Excerpted text: Begin

“Have just walked 150 miles,” he wrote Ms. Chatwin in January 1975. “I have sung ‘Hark the Herald Angels Sing’ in Welsh in a remote chapel on Christmas Day, have eaten lemon curd tartlets with an old Scot (who has never been to Scotland) but has made his own bagpipes and wears the kilt to dinner. … I have discussed the poetics of [Osip] Mandelstam with a Ukrainian doctor missing both legs.”
Where The Nomadic Alternative had been a dissection of an -ism, In Patagonia was a koan on restlessness. The book is a series of prose portraits of Patagonians and sideways jaunts into Patagonian history; but its stock plot, concealed in the vast distance between the narrator and his subjects, is the old tale of pursuing a strange beast across a foreign land. In addition to a poetic, seamless prose, Chatwin had discovered irony: The original title was A Piece of Brontosaurus, only the beast being pursued was a sloth that was, moreover, extinct; and it was not really the sloth that the narrator was hunting, or even its skin, but the cave where its skin was discovered by a relative whom Chatwin had never met. Any pretext at all was enough to call us to the horizon.
Chatwin’s reputation grew with the novels that followed, The Viceroy of Ouidah and On the Black Hill. It exploded in 1986 with The Songlines, a novelized account of two trips Chatwin made researching the Aboriginal song-maps that crisscross the outback. Chatwin was not an anthropologist, and his understanding of the songlines was not quite right–mere details. Going walkabout amounted to a sacrament for Aborigines, and in walking through the world and singing the myths of its creation, they kept it alive. In Aboriginal culture, wandering and existence were synonymous. Chatwin had finally found a hook on which to hang his theories about nomads.

Excerpted text: End
Supplied material: Begin

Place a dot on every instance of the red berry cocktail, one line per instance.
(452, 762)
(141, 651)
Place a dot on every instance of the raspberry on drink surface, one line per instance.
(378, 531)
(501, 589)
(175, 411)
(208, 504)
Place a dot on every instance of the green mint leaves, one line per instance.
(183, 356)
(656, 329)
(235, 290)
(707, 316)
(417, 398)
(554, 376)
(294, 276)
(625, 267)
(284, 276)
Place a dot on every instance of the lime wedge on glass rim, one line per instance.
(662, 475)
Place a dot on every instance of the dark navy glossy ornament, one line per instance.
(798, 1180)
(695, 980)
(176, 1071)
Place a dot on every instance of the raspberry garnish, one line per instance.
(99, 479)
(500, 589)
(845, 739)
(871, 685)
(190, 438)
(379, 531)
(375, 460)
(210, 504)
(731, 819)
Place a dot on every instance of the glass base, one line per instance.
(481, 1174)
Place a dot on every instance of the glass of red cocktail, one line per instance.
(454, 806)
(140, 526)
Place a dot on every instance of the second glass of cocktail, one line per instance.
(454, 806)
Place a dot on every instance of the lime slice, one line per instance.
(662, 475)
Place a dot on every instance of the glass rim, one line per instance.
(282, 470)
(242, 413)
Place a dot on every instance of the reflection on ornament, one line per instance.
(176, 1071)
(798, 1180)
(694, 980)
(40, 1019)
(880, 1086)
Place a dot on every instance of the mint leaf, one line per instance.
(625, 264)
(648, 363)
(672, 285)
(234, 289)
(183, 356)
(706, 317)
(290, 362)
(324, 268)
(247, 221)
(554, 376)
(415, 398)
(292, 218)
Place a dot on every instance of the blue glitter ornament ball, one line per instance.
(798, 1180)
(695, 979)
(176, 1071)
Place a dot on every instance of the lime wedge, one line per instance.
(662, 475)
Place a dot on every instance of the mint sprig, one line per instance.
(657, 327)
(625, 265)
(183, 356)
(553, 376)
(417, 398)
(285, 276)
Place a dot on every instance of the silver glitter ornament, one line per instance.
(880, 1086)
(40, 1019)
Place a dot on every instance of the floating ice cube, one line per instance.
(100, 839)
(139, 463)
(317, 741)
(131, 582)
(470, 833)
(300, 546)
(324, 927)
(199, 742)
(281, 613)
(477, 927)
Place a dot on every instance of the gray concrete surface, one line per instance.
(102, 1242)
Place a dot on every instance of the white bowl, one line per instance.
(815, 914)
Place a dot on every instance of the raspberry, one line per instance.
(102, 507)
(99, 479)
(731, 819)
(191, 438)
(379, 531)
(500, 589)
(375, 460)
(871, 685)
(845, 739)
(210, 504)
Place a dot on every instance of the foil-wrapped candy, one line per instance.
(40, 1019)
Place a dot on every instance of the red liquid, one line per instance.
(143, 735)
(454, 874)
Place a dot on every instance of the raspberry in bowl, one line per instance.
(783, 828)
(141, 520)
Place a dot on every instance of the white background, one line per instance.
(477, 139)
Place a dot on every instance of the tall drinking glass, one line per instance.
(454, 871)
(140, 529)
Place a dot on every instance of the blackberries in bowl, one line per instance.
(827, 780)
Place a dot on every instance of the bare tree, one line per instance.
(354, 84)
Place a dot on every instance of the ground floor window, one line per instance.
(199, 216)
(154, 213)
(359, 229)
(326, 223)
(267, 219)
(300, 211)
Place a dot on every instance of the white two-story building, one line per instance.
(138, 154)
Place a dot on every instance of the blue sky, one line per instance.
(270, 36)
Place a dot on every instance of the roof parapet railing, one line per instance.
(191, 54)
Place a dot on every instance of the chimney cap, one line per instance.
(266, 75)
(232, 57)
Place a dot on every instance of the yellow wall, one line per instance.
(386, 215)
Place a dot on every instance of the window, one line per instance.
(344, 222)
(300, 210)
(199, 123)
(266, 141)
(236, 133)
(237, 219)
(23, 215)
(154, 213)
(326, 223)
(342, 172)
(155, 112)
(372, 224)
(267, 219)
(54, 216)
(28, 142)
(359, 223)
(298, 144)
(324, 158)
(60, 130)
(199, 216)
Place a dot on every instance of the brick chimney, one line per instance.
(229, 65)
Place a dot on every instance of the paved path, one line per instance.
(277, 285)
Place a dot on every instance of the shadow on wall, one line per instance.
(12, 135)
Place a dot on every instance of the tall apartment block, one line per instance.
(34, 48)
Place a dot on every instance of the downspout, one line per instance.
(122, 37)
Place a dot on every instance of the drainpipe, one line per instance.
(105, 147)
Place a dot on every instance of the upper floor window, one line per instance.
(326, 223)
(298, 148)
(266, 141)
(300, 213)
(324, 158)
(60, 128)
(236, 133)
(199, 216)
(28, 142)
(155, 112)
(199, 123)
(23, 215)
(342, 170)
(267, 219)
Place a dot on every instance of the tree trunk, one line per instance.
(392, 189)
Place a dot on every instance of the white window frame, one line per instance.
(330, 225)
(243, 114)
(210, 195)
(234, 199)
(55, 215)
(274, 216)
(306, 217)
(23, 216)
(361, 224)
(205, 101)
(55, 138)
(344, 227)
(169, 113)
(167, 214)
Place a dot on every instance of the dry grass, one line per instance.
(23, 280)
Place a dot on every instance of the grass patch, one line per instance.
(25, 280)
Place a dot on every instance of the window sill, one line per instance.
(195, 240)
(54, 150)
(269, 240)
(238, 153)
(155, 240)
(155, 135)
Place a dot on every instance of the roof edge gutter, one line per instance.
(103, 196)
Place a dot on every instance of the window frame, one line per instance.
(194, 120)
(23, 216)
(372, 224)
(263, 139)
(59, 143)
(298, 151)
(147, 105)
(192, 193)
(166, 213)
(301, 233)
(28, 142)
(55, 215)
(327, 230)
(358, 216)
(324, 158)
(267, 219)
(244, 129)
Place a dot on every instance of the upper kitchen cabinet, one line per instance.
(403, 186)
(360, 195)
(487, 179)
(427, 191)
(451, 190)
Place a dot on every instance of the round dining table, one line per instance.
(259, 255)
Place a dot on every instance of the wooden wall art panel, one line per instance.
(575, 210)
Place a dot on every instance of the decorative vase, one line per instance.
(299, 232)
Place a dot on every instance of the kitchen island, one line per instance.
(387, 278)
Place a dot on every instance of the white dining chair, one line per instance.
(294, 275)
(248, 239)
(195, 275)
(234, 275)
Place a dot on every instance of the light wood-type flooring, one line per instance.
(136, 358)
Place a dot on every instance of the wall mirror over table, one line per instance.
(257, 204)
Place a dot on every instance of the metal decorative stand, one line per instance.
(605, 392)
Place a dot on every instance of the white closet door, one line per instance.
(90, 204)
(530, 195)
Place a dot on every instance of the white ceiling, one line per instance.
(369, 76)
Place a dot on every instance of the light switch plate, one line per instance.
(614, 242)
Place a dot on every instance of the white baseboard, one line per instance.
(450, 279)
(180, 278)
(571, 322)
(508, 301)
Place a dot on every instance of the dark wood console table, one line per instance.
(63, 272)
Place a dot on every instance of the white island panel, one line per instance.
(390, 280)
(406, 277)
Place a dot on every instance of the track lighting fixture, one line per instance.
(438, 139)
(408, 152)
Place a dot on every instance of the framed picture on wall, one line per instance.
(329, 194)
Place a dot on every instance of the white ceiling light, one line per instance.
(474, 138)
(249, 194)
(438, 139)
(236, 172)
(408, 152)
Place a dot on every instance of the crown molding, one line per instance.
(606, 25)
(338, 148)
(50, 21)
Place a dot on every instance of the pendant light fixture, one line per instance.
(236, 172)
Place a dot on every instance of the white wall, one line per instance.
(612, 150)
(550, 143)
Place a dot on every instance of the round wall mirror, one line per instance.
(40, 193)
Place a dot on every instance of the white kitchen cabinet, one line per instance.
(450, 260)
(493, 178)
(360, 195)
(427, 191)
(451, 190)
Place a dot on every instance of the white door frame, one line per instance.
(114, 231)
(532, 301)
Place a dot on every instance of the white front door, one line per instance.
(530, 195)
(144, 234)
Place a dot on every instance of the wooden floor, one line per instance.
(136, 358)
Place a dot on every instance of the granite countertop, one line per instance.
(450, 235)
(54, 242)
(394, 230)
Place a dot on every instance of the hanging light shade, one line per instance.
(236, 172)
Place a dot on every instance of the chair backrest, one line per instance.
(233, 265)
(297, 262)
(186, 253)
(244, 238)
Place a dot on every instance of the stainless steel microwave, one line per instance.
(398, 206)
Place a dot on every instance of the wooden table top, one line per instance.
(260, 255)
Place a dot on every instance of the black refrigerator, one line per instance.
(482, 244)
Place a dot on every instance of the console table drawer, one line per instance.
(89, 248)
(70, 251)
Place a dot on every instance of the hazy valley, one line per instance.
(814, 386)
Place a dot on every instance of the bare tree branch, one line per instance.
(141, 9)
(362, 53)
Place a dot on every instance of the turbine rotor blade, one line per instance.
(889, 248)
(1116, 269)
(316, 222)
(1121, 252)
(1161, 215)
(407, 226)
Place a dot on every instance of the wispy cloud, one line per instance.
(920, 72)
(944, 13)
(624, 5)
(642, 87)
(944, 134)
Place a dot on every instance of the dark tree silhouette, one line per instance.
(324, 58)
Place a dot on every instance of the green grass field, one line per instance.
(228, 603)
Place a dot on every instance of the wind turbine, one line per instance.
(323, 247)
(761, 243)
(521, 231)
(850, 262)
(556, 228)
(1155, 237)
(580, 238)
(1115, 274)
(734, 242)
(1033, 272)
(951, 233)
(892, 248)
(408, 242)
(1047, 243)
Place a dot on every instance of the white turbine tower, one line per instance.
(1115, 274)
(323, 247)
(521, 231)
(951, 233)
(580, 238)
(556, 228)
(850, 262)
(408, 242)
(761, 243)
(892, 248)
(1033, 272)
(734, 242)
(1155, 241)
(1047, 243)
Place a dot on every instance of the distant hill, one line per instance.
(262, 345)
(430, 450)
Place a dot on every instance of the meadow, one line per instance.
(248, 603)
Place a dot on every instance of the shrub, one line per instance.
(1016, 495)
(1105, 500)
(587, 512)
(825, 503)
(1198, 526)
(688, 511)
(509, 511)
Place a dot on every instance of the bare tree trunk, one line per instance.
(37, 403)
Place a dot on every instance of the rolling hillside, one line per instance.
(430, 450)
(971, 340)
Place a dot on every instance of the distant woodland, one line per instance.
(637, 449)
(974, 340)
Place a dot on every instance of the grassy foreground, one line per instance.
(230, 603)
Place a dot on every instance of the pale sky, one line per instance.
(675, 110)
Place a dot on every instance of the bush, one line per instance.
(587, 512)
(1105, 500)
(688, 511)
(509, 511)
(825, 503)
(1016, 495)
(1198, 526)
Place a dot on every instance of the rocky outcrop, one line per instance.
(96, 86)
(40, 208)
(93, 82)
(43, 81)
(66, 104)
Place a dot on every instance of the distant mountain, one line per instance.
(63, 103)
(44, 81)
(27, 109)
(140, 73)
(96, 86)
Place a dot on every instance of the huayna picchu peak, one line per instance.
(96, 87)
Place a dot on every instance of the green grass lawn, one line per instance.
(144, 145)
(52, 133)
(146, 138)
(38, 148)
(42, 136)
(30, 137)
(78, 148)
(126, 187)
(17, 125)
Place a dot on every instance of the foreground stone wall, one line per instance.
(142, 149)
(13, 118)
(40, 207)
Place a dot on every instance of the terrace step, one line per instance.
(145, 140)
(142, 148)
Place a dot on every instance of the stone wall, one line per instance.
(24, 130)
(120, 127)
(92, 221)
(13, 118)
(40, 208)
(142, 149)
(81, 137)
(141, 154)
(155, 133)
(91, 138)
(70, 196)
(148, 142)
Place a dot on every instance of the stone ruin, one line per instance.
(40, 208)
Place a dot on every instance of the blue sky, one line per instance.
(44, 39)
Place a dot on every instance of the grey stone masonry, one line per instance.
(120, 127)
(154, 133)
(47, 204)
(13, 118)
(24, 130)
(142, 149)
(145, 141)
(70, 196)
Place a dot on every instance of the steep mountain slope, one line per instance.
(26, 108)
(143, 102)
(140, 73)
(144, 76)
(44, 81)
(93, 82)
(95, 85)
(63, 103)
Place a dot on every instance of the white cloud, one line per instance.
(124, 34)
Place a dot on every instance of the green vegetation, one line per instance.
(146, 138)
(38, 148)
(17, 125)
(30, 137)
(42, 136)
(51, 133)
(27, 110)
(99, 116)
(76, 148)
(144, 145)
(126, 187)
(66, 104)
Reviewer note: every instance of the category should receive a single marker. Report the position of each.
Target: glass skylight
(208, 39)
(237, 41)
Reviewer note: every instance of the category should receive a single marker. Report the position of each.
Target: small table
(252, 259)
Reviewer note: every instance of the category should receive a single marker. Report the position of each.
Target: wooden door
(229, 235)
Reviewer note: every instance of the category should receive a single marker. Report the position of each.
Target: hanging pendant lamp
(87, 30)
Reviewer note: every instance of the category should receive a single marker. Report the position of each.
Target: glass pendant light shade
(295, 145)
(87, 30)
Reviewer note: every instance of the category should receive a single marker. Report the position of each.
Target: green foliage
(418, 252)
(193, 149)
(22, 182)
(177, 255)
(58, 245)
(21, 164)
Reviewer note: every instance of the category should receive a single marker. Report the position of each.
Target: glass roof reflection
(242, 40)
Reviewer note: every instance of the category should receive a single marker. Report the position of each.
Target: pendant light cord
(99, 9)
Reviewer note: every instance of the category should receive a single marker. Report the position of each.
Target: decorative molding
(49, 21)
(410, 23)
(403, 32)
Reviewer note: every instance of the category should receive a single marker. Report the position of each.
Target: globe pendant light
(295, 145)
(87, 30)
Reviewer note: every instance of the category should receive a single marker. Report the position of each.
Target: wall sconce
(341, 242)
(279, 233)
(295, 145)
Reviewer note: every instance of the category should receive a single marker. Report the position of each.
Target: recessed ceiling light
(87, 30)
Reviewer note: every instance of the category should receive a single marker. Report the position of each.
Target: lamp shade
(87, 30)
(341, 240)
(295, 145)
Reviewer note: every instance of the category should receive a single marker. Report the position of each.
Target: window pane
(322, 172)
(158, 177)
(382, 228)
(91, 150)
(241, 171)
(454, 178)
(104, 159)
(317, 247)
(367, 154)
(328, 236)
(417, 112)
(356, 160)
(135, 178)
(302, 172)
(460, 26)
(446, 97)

Supplied material: End

■ Using the information:
**a)** Can you duplicate the part of the passage on Chatwin's travels and books that opens with the words containing "Chatwin’s reputation grew" and closes with "theories about nomads."?
**b)** Could you pick up the passage on Chatwin's travels and books after its last sentence and keep writing it?

■ Answers for each item:
**a)**
Chatwin’s reputation grew with the novels that followed, The Viceroy of Ouidah and On the Black Hill. It exploded in 1986 with The Songlines, a novelized account of two trips Chatwin made researching the Aboriginal song-maps that crisscross the outback. Chatwin was not an anthropologist, and his understanding of the songlines was not quite right–mere details. Going walkabout amounted to a sacrament for Aborigines, and in walking through the world and singing the myths of its creation, they kept it alive. In Aboriginal culture, wandering and existence were synonymous. Chatwin had finally found a hook on which to hang his theories about nomads.

**b)**
“I have a card index of the old nomad book to plunder,” he wrote Ms. Chatwin in January 1983. A month later, he told her the form his book would take: “It would be another In Patagonia minus the poetic dimension.” The prose in The Songlines, like the outback, is spare and dazzling, and as in the previous book, Chatwin drifts along the surface of his obsession, though the distance between the heavily fictionalized “Bruce,” the capable, taciturn narrator, and the thinly disguised people who accompany and assist him is not quite as great. Two-thirds of the way in, The Songlines bursts like a watch with its backing pried off. Stalled by bad weather, the narrator suspends the story, opens his notebooks on nomadism and scatters the machinery of his imagination over the remainder of the book.
He made the decision to empty his notebooks out of desperation. As with The Nomadic Alternative, the grandiosity of Chatwin’s vision had become a fatal drag on progress. And he was growing sicker by the day, from what he never really accepted was AIDS. He feared he might die before finishing the book he’d first pitched in 1969. (In the end, he had another book in him, the novel Utz.)
“It does not take too much imagination to suppose that man, as a species, has suffered some tremendous ordeal in his evolutionary past,” Chatwin writes toward the end of The Songlines. “The fact that he scraped through is a measure of the magnitude of the threat. To prove this is another matter … [what] if, at some critical watershed, the Beast had been about to win?”
Reading this passage is like seeing a ghost; since Chatwin died, it has been shown by molecular genomics that humanity teetered on the verge of extinction in the distant, prehistoric past, and that our genomes are still reeling from the violent transition from nomadism to agriculture. It was probably not predation, as Chatwin speculated, that nearly did us in, but a germ or an environmental cataclysm. The humans who survived weren’t the strongest or the smartest, necessarily, but the most restless–the ones who upped sticks and left the trouble behind. We are their descendants. We carry the DNA that saved them.